▸ **TEXT SECTION**:
BREAK IN TRANSCRIPT
Ms. LEE. Mr. Chairman, first let me thank our ranking member, Mr. Dicks, for your leadership for this time, but also for your patriotism and for your commitment to our country and to our troops. And it is an exciting committee, and it's a very important committee. And I want to thank Chairman Rogers for your leadership, and for also his service and for the attempts to bring this committee together in the spirit of bipartisanship.
While I think everyone knows that I respect and support the President and I applaud him for his tremendous leadership on so many issues, like many of
my colleagues, I was tremendously disappointed to hear the President's announcement last night.
Almost three out of four Americans want to bring our troops home from Afghanistan, and this was far from the significant reduction that the American people were expecting. A token troop reduction of 10,000 by the end of this year and waiting another year to remove another 23,000, which in total would merely reverse the 2009 troop escalation, is really, for me, unacceptable; and quite frankly, it flies in the face of the growing bipartisan calls across our war-weary Nation to exit Afghanistan and to refocus on our priorities here at home.
Now, I voted against this original authorization in 2001, which was a very difficult vote for me to cast because I ended up being the only one to cast a ``no'' vote. But I knew then that that authorization was an authorization that was a blank check to wage war for any reason, against any nation, for any length of time. And this has now become the longest war in American history.

▸ **YOUR GOAL**: Continue Ms. Lee's floor remarks on the Afghanistan troop reduction from the sentence that ends "the longest war in American history."

▸ **EXTRACTED ENTRIES**:

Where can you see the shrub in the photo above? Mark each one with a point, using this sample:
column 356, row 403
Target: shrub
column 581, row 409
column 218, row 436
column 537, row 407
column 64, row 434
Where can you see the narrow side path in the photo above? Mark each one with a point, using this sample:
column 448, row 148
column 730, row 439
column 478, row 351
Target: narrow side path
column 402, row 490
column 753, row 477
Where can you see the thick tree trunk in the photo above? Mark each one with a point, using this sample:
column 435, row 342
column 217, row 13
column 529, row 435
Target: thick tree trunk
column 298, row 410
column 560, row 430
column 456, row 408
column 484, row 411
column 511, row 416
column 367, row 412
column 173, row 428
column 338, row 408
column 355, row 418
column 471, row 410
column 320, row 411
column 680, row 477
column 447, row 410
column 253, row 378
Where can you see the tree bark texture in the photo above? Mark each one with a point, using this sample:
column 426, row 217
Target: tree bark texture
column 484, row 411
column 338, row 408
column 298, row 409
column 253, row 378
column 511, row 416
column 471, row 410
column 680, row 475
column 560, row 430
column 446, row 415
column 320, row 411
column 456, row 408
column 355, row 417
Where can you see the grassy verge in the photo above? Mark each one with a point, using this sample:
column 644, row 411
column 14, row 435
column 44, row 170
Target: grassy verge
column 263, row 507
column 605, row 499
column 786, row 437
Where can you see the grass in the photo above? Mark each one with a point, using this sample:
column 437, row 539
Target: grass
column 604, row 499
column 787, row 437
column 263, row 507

▸ **EXERCISE RESPONSE**:
As we spend over $2 billion a week on this decade-long war, critical programs--like programs for women and children, nutrition programs, food stamps and Medicare--are on the chopping block. So enough is enough.
There is no military solution in Afghanistan. And in a world where terrorism can emanate from the tribal regions of Yemen or a hotel room in Germany, we cannot adequately address these challenges through a military-first, boots-on-the-ground strategy. It is clear that occupying states and nation-building does not make for effective counterterrorism, and the financial and human costs of continuing this war are indefensible.
With over 1,600 troops killed and tens of thousands more seriously wounded in Afghanistan, the human toll continues to mount each and every day. So we need to bring our troops home and use the savings for our economic challenges here at home, especially for job creation. That's why I'm going to offer some amendments to this bill to end funding for combat operations in Afghanistan and to provide, though, funding for the protection and the safe and orderly withdrawal of our young men and women as quickly as possible. I urge Members to support this amendment.
I will also be offering an amendment to transfer the $5 billion Pentagon war slush fund to a deficit reduction.
BREAK IN TRANSCRIPT
Ms. LEE. I want to explain these amendments today during general debate, so I appreciate the time because I think this is important for the public to know that there is a $5 billion Pentagon war slush fund just sitting over there. So I want to offer an amendment to take that war slush fund, $5 billion, and apply it to deficit reduction.
Especially in this time of deficits and a struggling economy, I hope we can all agree that we should not be handing the Pentagon a $5 billion blank check for a war slush fund that has little accountability and runs counter to our constitutional duty to control the purse strings through this Congress.
We also cannot forget about the 45,000 troops in Iraq. I will be offering an amendment to ensure that all of them are brought home at the end of the year as agreed to in our Status of Forces Agreement. My friend and colleague from Illinois, Congresswoman JAN SCHAKOWSKY, and myself will offer an amendment to simply require the Department of Defense to provide audit-ready financial statements. That's a pretty simple request, I would think. Now, this $648 billion budget is $17 billion above last year's budget. It could be cut at least by $75 billion to $100 billion without, mind you, jeopardizing our troops or our national security.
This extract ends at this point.